**Stated exercise:** Output as a numbered list every line from the one containing "In this exercise you will annotate the man, setting" through the last line of the entries, omitting any blank lines.

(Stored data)
** BEGIN **

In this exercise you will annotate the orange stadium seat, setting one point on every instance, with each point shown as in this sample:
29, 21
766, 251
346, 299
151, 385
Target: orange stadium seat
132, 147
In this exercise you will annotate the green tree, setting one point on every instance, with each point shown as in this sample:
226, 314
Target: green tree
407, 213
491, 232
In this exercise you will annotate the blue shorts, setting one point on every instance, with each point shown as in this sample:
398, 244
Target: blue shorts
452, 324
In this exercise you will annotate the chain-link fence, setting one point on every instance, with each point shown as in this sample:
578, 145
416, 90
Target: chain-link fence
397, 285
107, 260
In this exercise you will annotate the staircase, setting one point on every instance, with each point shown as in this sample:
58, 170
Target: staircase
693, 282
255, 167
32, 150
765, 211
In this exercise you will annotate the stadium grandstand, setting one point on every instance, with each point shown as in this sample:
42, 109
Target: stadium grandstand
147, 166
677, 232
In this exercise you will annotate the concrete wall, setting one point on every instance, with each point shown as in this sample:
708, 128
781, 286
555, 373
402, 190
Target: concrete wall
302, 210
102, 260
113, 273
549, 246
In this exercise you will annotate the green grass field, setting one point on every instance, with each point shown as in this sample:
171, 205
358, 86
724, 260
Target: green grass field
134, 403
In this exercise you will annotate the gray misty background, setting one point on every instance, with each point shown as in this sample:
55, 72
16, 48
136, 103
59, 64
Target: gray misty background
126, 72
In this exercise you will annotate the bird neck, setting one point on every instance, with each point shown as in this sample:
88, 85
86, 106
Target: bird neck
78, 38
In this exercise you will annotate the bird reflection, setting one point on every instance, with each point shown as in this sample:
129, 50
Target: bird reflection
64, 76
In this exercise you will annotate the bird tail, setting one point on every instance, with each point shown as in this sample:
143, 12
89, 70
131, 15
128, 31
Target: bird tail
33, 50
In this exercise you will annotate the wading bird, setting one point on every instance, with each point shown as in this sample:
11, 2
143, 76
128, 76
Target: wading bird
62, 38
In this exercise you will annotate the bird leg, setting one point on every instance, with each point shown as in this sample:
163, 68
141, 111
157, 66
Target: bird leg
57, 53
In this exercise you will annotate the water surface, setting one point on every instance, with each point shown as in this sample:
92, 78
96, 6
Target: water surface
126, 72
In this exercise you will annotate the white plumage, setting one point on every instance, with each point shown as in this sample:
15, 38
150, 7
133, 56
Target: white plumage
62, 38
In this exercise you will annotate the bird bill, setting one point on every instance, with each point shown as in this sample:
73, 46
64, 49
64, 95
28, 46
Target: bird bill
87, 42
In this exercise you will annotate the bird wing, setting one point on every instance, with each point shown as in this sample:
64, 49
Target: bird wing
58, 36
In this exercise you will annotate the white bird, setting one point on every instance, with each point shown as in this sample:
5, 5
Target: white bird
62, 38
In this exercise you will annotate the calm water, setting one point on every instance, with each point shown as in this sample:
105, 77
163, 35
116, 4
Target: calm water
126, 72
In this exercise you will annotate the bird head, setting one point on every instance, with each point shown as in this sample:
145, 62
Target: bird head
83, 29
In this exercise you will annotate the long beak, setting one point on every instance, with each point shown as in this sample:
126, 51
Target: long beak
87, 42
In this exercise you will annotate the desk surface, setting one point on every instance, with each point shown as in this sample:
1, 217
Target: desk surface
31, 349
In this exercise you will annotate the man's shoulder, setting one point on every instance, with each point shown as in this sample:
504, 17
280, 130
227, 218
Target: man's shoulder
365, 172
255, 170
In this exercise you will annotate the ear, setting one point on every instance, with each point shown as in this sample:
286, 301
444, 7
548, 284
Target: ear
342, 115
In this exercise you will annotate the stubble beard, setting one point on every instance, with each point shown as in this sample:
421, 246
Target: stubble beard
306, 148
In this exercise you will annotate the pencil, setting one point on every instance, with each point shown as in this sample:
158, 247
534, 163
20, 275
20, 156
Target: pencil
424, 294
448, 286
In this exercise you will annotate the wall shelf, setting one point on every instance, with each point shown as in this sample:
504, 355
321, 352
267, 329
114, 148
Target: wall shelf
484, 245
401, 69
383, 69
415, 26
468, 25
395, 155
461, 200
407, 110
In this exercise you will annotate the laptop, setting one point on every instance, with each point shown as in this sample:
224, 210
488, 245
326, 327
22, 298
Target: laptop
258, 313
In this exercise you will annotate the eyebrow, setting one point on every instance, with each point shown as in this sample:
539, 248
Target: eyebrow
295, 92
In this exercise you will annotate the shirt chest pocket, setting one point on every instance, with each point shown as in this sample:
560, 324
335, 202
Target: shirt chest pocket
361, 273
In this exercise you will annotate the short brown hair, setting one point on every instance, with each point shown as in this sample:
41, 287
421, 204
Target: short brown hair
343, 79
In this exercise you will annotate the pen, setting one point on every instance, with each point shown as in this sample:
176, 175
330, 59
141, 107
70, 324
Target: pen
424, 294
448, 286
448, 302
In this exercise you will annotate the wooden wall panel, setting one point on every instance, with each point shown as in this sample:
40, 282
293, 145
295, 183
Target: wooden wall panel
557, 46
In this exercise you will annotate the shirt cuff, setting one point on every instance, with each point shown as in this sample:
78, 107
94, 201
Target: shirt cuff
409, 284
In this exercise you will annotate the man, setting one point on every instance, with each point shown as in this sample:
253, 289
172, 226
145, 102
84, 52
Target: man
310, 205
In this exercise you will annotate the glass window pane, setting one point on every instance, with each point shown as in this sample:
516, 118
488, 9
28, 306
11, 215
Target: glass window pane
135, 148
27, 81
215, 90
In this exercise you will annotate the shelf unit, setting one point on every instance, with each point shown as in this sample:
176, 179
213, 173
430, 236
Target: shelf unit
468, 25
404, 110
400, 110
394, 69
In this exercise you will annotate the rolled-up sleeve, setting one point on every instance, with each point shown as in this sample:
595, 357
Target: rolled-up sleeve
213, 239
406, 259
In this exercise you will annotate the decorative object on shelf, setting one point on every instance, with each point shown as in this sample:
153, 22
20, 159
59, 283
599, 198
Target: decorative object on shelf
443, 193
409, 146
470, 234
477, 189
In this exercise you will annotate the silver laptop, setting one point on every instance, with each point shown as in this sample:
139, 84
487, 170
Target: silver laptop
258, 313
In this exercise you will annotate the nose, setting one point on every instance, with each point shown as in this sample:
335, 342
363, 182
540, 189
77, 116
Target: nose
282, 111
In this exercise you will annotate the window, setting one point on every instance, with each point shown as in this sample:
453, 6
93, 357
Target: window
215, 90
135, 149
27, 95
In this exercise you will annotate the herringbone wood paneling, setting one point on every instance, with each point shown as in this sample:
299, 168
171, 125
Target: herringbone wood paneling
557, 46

** END **

**Written solution:**
1. In this exercise you will annotate the man, setting one point on every instance, with each point shown as in this sample:
2. 253, 289
3. 172, 226
4. 145, 102
5. 84, 52
6. Target: man
7. 310, 205
8. In this exercise you will annotate the glass window pane, setting one point on every instance, with each point shown as in this sample:
9. 516, 118
10. 488, 9
11. 28, 306
12. 11, 215
13. Target: glass window pane
14. 135, 148
15. 27, 81
16. 215, 90
17. In this exercise you will annotate the shelf unit, setting one point on every instance, with each point shown as in this sample:
18. 176, 179
19. 213, 173
20. 430, 236
21. Target: shelf unit
22. 468, 25
23. 404, 110
24. 400, 110
25. 394, 69
26. In this exercise you will annotate the rolled-up sleeve, setting one point on every instance, with each point shown as in this sample:
27. 595, 357
28. Target: rolled-up sleeve
29. 213, 239
30. 406, 259
31. In this exercise you will annotate the decorative object on shelf, setting one point on every instance, with each point shown as in this sample:
32. 153, 22
33. 20, 159
34. 59, 283
35. 599, 198
36. Target: decorative object on shelf
37. 443, 193
38. 409, 146
39. 470, 234
40. 477, 189
41. In this exercise you will annotate the silver laptop, setting one point on every instance, with each point shown as in this sample:
42. 139, 84
43. 487, 170
44. Target: silver laptop
45. 258, 313
46. In this exercise you will annotate the nose, setting one point on every instance, with each point shown as in this sample:
47. 335, 342
48. 363, 182
49. 540, 189
50. 77, 116
51. Target: nose
52. 282, 111
53. In this exercise you will annotate the window, setting one point on every instance, with each point shown as in this sample:
54. 453, 6
55. 93, 357
56. Target: window
57. 215, 90
58. 135, 149
59. 27, 95
60. In this exercise you will annotate the herringbone wood paneling, setting one point on every instance, with each point shown as in this sample:
61. 299, 168
62. 171, 125
63. Target: herringbone wood paneling
64. 557, 46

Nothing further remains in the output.